Pick out every line in the entries below that contains the word "wavy" and copy each one. Case counts.

##############################

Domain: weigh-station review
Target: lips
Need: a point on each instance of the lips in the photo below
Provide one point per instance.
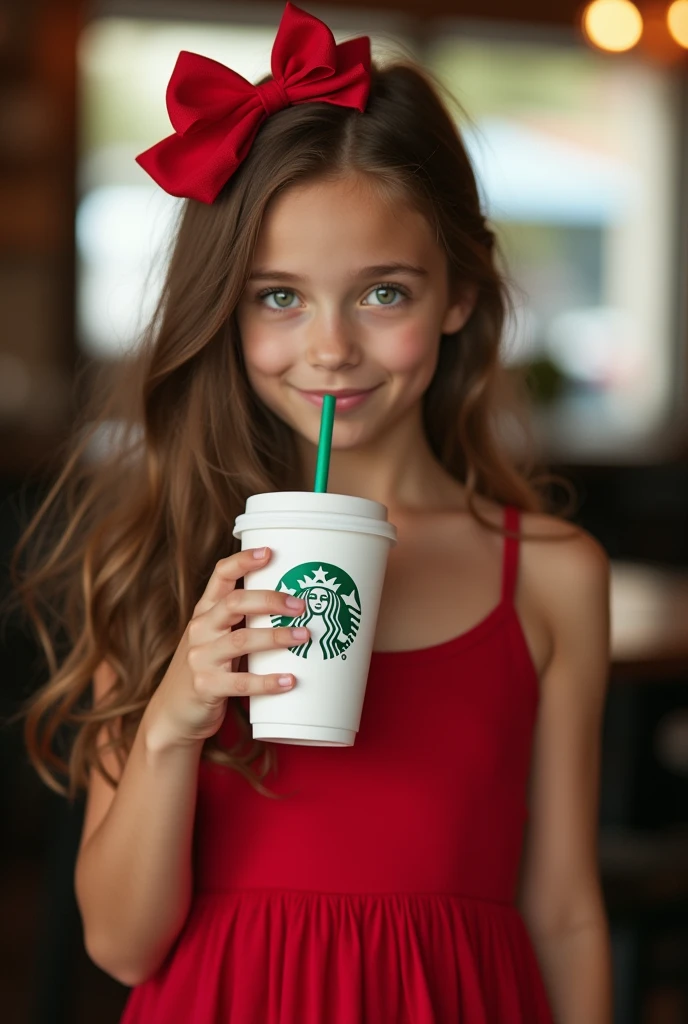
(346, 398)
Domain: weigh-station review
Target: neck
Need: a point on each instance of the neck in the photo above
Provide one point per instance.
(397, 469)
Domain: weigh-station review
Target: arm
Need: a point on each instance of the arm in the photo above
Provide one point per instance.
(133, 875)
(559, 892)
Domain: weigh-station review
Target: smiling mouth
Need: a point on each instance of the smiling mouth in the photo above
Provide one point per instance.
(348, 398)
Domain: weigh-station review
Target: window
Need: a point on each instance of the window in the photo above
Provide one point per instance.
(576, 154)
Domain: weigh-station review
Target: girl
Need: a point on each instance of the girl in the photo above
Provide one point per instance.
(443, 868)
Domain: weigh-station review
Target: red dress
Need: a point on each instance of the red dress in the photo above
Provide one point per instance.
(381, 891)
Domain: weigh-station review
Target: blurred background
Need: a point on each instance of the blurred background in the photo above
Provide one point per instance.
(576, 120)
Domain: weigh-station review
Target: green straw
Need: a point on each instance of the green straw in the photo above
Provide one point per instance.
(325, 443)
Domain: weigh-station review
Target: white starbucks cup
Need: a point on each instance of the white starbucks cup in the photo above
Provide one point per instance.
(332, 551)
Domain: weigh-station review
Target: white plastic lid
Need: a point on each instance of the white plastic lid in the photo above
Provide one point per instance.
(307, 510)
(309, 501)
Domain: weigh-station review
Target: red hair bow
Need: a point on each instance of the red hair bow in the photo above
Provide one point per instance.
(216, 114)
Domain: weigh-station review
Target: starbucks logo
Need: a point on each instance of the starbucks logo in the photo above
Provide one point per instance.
(332, 612)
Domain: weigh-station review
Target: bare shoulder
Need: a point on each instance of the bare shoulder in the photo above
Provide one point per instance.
(557, 552)
(566, 573)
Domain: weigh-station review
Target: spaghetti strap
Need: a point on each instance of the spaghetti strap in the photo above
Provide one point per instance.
(511, 544)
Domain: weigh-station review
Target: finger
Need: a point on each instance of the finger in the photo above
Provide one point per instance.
(234, 606)
(225, 649)
(213, 687)
(226, 572)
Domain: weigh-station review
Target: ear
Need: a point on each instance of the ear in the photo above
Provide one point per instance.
(459, 312)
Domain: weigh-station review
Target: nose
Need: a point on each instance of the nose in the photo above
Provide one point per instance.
(332, 343)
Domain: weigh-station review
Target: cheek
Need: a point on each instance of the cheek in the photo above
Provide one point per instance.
(263, 353)
(410, 348)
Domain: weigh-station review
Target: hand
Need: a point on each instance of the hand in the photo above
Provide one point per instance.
(190, 702)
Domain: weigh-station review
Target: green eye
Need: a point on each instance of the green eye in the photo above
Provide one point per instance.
(281, 298)
(385, 295)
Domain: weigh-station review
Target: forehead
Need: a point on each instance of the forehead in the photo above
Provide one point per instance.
(341, 225)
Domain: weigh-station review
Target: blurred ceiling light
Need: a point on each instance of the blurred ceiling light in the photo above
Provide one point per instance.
(612, 25)
(677, 19)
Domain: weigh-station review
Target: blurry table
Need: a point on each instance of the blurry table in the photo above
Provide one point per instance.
(649, 623)
(643, 844)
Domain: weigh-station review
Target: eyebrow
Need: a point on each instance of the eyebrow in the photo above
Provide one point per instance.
(377, 270)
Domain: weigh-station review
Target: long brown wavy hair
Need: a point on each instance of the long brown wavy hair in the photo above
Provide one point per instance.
(175, 440)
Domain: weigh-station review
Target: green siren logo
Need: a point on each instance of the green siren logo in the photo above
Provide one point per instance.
(332, 612)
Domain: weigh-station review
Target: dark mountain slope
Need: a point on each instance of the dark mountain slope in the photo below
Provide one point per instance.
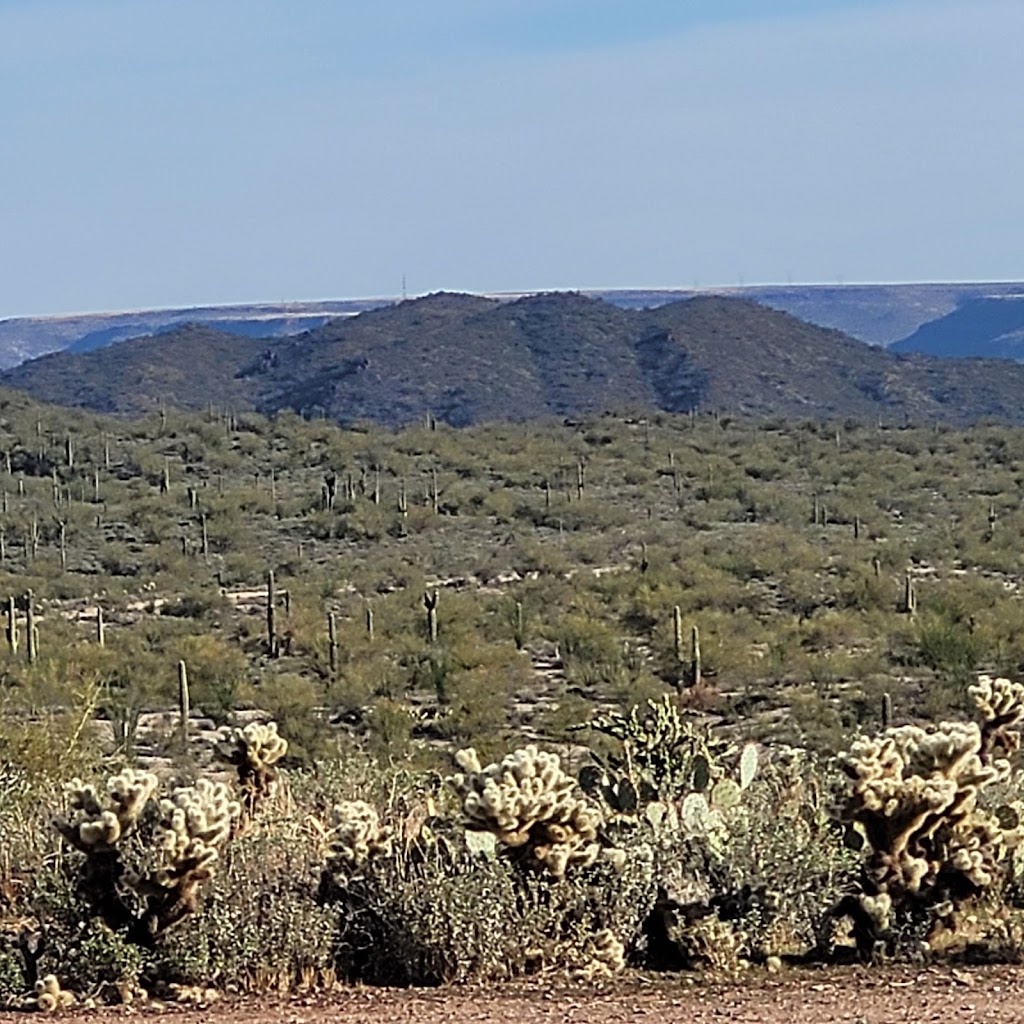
(989, 327)
(466, 358)
(189, 367)
(766, 363)
(462, 358)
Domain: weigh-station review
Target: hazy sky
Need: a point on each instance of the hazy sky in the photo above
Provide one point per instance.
(159, 153)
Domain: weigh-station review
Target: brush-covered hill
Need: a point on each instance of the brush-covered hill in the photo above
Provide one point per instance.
(468, 358)
(189, 367)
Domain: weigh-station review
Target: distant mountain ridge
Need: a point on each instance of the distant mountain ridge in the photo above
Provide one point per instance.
(467, 358)
(880, 314)
(990, 327)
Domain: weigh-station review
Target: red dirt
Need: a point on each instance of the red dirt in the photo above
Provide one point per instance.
(859, 996)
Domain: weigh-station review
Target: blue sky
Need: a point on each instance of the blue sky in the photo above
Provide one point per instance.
(197, 152)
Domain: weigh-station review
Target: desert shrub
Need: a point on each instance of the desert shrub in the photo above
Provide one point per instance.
(260, 926)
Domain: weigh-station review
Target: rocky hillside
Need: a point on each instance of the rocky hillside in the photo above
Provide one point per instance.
(468, 358)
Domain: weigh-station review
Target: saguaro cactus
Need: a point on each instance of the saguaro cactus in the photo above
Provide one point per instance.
(909, 595)
(430, 603)
(332, 634)
(694, 656)
(11, 625)
(271, 615)
(183, 708)
(30, 628)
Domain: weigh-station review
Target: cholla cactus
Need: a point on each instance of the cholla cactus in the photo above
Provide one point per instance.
(100, 818)
(531, 806)
(254, 750)
(1000, 704)
(915, 799)
(195, 822)
(355, 839)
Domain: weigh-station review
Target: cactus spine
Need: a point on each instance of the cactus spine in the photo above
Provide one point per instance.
(11, 625)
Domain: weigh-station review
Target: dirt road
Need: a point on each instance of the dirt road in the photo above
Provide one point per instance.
(863, 996)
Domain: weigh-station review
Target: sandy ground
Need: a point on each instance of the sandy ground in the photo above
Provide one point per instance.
(864, 996)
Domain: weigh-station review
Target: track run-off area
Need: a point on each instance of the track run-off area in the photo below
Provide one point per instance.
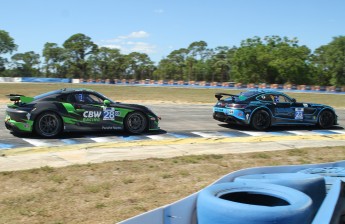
(185, 130)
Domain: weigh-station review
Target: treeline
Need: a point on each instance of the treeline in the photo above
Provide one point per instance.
(271, 59)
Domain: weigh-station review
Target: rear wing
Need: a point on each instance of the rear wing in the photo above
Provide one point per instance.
(220, 95)
(19, 98)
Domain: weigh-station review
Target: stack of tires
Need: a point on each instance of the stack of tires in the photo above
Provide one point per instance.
(262, 198)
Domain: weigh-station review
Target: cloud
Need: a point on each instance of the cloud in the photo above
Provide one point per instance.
(128, 43)
(135, 35)
(159, 11)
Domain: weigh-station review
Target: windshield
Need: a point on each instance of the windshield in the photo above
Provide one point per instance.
(243, 96)
(46, 94)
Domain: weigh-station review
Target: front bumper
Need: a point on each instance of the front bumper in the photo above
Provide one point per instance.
(230, 115)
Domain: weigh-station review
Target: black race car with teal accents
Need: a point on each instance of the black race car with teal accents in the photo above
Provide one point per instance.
(65, 110)
(262, 109)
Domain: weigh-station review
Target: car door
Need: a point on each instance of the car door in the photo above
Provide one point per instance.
(287, 110)
(92, 113)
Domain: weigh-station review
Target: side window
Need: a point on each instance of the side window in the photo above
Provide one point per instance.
(75, 98)
(265, 97)
(93, 99)
(283, 99)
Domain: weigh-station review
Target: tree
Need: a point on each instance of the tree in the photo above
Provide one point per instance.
(139, 66)
(7, 45)
(79, 47)
(330, 62)
(273, 60)
(107, 63)
(54, 60)
(26, 64)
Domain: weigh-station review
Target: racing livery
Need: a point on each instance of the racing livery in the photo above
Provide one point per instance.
(66, 110)
(264, 108)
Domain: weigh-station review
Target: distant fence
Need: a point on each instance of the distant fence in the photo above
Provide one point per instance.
(179, 83)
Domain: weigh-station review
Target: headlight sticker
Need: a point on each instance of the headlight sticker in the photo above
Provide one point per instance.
(109, 113)
(299, 113)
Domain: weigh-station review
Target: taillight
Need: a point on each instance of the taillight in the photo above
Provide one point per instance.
(236, 106)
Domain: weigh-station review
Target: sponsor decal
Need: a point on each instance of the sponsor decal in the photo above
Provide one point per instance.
(92, 116)
(111, 128)
(109, 113)
(299, 113)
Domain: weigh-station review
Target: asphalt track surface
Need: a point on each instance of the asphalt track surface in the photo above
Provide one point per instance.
(186, 130)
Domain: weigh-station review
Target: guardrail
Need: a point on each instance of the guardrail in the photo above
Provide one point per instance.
(180, 83)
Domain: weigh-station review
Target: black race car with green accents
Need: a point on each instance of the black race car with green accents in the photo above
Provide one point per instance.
(66, 110)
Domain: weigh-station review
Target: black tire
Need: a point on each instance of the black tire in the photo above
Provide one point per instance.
(48, 124)
(135, 122)
(261, 120)
(258, 203)
(326, 119)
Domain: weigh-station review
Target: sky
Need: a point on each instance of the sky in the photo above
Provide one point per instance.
(157, 27)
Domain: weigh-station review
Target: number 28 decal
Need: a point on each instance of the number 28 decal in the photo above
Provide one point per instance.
(109, 114)
(299, 113)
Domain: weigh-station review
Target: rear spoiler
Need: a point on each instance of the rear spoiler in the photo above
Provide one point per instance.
(18, 97)
(220, 95)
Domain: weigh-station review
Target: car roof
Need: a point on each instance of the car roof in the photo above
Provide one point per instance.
(266, 91)
(70, 90)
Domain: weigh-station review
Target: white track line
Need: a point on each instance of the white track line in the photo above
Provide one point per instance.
(208, 134)
(37, 142)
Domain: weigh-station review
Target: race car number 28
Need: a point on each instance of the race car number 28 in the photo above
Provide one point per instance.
(109, 114)
(299, 113)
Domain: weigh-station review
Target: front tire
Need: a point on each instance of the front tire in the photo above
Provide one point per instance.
(136, 123)
(326, 119)
(48, 124)
(261, 120)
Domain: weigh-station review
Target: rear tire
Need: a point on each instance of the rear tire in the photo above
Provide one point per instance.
(261, 120)
(326, 119)
(48, 124)
(136, 122)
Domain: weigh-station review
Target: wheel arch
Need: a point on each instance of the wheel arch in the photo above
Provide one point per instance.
(258, 109)
(36, 115)
(137, 111)
(325, 109)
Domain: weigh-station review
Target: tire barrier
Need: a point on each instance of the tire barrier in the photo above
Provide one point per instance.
(310, 184)
(259, 203)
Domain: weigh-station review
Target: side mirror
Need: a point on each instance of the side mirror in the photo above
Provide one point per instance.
(106, 103)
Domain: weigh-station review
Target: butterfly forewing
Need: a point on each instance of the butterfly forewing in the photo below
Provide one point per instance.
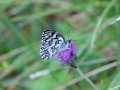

##############################

▸ The solution:
Target: long brown wavy hair
Need: a point on each instance of the long brown wavy hair in the photo above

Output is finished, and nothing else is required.